** Task to complete **
An exact reproduction of the lines from the one with "Localize the bride's nose." to the end of the data below is required. No other lines may be included.

** Extracted data **
* * *

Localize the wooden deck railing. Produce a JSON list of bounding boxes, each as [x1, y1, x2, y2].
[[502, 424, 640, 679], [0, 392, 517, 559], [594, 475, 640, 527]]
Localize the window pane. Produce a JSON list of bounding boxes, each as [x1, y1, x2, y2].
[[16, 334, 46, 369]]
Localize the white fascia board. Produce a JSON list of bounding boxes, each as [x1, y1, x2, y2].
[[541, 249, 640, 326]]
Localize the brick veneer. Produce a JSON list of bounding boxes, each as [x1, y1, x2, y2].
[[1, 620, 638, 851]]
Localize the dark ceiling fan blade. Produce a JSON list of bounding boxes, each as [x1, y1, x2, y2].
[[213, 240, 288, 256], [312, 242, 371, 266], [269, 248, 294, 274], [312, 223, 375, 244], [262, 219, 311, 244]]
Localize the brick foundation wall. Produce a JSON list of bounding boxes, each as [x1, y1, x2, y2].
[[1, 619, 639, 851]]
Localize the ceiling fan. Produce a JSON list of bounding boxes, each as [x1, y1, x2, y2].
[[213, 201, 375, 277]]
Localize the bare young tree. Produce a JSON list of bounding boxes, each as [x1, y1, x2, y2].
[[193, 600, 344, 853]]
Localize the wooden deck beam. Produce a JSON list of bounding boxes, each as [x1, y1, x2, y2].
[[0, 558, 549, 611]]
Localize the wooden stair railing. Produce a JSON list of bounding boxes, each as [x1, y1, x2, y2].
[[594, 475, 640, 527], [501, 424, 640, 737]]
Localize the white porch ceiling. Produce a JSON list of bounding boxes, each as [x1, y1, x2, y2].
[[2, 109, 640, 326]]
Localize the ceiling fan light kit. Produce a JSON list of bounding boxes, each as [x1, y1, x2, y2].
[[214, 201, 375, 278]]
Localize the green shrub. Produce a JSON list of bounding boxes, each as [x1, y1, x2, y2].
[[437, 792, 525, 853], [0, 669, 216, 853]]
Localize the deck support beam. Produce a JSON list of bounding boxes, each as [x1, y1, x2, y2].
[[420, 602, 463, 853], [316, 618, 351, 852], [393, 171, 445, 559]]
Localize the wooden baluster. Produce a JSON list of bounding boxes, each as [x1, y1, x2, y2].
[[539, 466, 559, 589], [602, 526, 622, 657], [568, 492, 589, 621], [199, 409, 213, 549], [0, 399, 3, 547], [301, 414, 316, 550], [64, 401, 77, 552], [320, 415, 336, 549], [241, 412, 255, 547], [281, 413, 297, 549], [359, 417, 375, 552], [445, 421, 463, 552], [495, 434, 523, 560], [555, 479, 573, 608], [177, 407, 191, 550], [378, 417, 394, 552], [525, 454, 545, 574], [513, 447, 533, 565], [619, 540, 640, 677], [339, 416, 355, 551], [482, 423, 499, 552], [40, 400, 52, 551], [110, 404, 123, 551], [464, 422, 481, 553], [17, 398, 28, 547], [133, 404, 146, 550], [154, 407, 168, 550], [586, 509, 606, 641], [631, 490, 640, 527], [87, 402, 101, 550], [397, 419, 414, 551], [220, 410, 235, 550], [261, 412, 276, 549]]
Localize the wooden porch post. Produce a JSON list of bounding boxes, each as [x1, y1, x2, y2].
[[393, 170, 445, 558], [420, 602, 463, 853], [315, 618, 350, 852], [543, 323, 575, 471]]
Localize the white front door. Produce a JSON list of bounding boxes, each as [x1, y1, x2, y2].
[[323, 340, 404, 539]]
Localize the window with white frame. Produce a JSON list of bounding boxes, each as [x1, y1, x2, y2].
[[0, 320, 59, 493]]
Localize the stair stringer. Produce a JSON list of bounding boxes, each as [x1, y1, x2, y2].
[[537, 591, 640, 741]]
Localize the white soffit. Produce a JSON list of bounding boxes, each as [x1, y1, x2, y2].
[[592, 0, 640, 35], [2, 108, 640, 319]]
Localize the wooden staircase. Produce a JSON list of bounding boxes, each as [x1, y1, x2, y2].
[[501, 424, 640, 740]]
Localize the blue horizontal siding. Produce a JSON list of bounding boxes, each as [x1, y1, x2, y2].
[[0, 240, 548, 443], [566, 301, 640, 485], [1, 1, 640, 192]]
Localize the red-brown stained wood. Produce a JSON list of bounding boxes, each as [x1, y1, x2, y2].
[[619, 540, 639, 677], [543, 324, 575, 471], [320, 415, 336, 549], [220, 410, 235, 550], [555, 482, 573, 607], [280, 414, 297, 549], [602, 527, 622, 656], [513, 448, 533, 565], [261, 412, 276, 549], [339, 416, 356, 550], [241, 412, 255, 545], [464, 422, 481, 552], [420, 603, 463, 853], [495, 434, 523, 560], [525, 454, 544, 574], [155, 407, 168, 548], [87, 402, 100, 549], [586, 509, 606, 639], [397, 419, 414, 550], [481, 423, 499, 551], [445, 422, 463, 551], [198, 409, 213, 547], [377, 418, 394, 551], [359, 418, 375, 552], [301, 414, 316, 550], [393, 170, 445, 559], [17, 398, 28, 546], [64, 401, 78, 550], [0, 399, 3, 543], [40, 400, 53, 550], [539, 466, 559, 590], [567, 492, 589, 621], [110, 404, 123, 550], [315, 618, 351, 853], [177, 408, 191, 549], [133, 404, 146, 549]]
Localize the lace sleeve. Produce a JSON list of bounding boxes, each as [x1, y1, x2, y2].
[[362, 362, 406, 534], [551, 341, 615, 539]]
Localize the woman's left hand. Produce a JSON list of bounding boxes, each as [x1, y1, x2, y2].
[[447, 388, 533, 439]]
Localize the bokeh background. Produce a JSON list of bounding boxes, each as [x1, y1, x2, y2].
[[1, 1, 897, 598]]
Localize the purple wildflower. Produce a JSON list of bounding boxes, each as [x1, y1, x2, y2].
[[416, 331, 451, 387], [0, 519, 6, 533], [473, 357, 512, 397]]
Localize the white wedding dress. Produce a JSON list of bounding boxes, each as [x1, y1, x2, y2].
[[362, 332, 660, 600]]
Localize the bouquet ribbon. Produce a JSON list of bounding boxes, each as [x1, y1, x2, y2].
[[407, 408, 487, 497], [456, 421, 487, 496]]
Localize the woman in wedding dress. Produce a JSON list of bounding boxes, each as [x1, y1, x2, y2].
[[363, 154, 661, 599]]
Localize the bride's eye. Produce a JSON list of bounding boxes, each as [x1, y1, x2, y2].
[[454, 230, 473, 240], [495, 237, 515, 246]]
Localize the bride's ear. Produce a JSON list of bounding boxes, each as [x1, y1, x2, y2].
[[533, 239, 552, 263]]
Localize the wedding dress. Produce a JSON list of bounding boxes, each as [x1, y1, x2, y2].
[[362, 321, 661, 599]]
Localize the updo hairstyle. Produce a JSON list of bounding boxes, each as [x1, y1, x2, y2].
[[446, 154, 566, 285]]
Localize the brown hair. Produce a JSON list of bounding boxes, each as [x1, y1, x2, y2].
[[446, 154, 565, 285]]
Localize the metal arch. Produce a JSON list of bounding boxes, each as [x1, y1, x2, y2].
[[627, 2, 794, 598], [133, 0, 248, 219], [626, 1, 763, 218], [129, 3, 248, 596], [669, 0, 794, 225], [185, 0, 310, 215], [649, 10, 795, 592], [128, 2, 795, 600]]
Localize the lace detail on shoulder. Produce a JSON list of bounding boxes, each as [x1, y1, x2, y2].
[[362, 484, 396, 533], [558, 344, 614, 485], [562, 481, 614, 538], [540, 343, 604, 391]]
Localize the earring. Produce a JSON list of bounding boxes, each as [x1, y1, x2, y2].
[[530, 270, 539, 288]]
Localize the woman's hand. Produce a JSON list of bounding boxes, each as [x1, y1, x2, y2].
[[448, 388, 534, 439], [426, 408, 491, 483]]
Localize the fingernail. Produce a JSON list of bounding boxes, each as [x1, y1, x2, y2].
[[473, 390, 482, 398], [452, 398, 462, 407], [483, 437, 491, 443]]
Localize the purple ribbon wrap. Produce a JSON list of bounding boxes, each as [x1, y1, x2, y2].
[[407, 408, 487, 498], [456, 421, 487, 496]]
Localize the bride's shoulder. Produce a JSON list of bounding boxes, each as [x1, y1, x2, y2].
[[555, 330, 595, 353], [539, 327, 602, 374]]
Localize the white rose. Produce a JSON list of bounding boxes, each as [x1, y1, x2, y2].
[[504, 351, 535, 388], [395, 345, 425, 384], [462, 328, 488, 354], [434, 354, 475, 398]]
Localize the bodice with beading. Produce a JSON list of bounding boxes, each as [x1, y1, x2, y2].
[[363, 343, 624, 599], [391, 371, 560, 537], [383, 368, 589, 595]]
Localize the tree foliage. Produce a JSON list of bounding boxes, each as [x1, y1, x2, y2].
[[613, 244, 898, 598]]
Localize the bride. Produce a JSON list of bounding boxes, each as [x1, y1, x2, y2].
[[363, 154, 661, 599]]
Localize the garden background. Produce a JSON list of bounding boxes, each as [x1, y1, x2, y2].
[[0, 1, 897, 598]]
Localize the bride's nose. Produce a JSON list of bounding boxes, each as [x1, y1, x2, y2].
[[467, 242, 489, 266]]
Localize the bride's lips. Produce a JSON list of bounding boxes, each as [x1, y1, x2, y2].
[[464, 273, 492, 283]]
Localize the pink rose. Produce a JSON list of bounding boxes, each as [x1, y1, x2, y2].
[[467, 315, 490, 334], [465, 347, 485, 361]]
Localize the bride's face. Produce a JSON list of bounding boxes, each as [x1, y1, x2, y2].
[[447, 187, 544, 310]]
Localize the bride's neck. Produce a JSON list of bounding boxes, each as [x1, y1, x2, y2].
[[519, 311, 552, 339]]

* * *

** Result **
Localize the bride's nose. Produce a JSON list of bounding boxes, each as [x1, y1, x2, y2].
[[467, 242, 489, 266]]
Localize the bride's lips. Produce a JSON list of bounding boxes, each as [x1, y1, x2, y2].
[[464, 273, 492, 283]]
Localize the pink rose. Produce a JSON list of bounding boxes, each as [x1, y1, x2, y2].
[[467, 315, 490, 334], [465, 347, 485, 361]]
Localize the bride's face. Produce a JSON list of bounding boxes, each as [x1, y1, x2, y2].
[[447, 187, 544, 310]]
Localize the bride's neck. Produce a JSON list of bounding boxes, each as [x1, y1, x2, y2].
[[519, 311, 552, 339]]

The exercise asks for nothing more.